GEGEVEN TEKST
•••••
Gedragscode voor de leden van de gemeenteraad

Geldend van 01-11-2022 t/m heden

Intitulé

Gedragscode voor de leden van de gemeenteraad

De raad van de gemeente Geertruidenberg

Gelezen het voorstel van het presidium: 20 maart 2012

Gelet op; de artikelen 15 lid 3, 41c lid 2, 69 lid 2 van de Gemeentewet

Gezien; het voorstel van het presidium van 20 maart 2012

BESLUIT

De gedragscode voor de leden van de raad 2012 en de gedragscode voor de burgemeester en het college van burgemeester en wethouders 2012 vast te stellen.

Deel I. Kernbegrippen van bestuurlijke integriteit

Leden van de gemeenteraad stellen bij hun handelen de kwaliteit van het openbaar bestuur centraal. Integriteit van het openbaar bestuur is daarvoor een belangrijke voorwaarde. De belangen van de gemeente, en in het verlengde daarvan die van de burgers, zijn het primaire richtsnoer.

Bestuurlijke integriteit houdt in dat de verantwoordelijkheid die met de functie samenhangt wordt aanvaard en dat er de bereidheid is om daarover verantwoording af te leggen. Verantwoording wordt intern afgelegd aan collega-politiek ambtsdragers, maar ook extern aan organisaties en burgers voor wie politiek ambtsdragers hun functie vervullen.

Een aantal kernbegrippen is daarbij leidend en plaatst bestuurlijke integriteit in een breder perspectief:

Dienstbaarheid

Het handelen van een politiek ambtsdrager is altijd en volledig gericht op het belang van de gemeente en op de organisaties en burgers die daar onderdeel van uit maken.

Functionaliteit

Het handelen van een politiek ambtsdrager heeft een herkenbaar verband met de functie die hij vervult in het bestuur.

Onafhankelijkheid

Het handelen van een politiek ambtsdrager wordt gekenmerkt door onpartijdigheid, dat wil zeggen dat geen vermenging optreedt met oneigenlijke belangen en dat ook iedere schijn van een dergelijke vermenging wordt vermeden.

Openheid

Het handelen van een politiek ambtsdrager is transparant, opdat optimale verantwoording mogelijk is en de controlerende organen volledig inzicht hebben in het handelen van de politiek ambtsdrager en zijn beweegredenen daarbij.

Betrouwbaarheid

Op een politiek ambtsdrager moet men kunnen rekenen. Die houdt zich aan zijn afspraken. Kennis en informatie waarover hij uit hoofde van zijn functie beschikt, wendt hij aan voor het doel waarvoor die zijn gegeven.
•••••
VERZAMELD MATERIAAL
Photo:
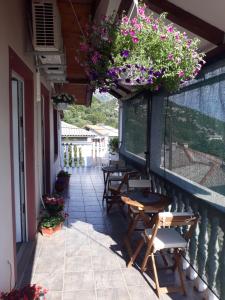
•••••
WAT WORDT VERWACHT
Geef het deel van de gedragscode opnieuw weer en hernoem daarin "politiek ambtsdrager" tot "raadslid". Begin bij de woorden "Dienstbaarheid" en stop na "van uit maken.". Het materiaal staat los van de gedragscode.

ANTWOORD OP OPDRACHT
Dienstbaarheid

Het handelen van een raadslid is altijd en volledig gericht op het belang van de gemeente en op de organisaties en burgers die daar onderdeel van uit maken.